» Given task
Which lines of the material below contain the string "window"? Gather every one of them, treating uppercase and lowercase as different.

[Excerpts from labeled region data]
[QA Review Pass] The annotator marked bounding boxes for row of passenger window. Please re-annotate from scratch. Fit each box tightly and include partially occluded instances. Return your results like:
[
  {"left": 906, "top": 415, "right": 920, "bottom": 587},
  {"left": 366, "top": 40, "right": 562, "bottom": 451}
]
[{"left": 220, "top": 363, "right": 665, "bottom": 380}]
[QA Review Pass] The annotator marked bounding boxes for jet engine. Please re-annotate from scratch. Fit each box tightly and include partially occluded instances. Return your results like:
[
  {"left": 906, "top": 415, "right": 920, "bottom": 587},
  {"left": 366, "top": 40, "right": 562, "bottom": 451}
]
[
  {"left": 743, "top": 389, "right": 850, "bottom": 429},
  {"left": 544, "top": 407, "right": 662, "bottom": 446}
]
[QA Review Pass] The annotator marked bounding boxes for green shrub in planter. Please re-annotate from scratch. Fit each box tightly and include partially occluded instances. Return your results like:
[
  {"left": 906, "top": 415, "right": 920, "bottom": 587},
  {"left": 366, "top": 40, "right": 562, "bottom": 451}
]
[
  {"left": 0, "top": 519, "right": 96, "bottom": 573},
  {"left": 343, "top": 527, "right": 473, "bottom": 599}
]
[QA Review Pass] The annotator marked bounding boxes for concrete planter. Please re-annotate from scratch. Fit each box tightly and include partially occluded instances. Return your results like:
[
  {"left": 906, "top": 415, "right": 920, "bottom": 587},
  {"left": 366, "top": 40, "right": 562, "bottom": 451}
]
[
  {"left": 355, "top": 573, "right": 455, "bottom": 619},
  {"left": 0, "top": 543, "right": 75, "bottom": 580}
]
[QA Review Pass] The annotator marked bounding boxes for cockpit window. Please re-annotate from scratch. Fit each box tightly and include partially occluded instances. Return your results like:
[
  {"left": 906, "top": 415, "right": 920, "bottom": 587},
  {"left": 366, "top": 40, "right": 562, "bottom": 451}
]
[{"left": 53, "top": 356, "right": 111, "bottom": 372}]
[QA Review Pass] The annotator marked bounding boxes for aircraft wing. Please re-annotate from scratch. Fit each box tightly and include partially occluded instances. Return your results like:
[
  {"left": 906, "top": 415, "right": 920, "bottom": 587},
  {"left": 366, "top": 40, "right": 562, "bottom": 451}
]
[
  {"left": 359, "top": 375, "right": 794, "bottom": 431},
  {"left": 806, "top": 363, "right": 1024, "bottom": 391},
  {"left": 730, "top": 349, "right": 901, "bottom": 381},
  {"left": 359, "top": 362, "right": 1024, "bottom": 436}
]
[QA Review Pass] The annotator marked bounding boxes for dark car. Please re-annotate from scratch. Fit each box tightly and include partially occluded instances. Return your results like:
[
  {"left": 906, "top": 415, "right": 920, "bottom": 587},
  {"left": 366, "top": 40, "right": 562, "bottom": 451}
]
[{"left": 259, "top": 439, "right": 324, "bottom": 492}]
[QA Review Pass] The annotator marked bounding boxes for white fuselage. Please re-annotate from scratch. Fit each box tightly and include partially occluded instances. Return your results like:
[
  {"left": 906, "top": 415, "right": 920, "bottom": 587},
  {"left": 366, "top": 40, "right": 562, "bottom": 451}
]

» Correct output
[QA Review Pass] The annotator marked bounding boxes for row of passenger window. Please re-annotate from scratch. Fit each box tightly and include partially occluded instances. Return your results like:
[QA Review Pass] The annotator marked bounding boxes for cockpit window. Please re-annotate from scratch. Fit each box tightly and include partially occluded instances. Return your results like:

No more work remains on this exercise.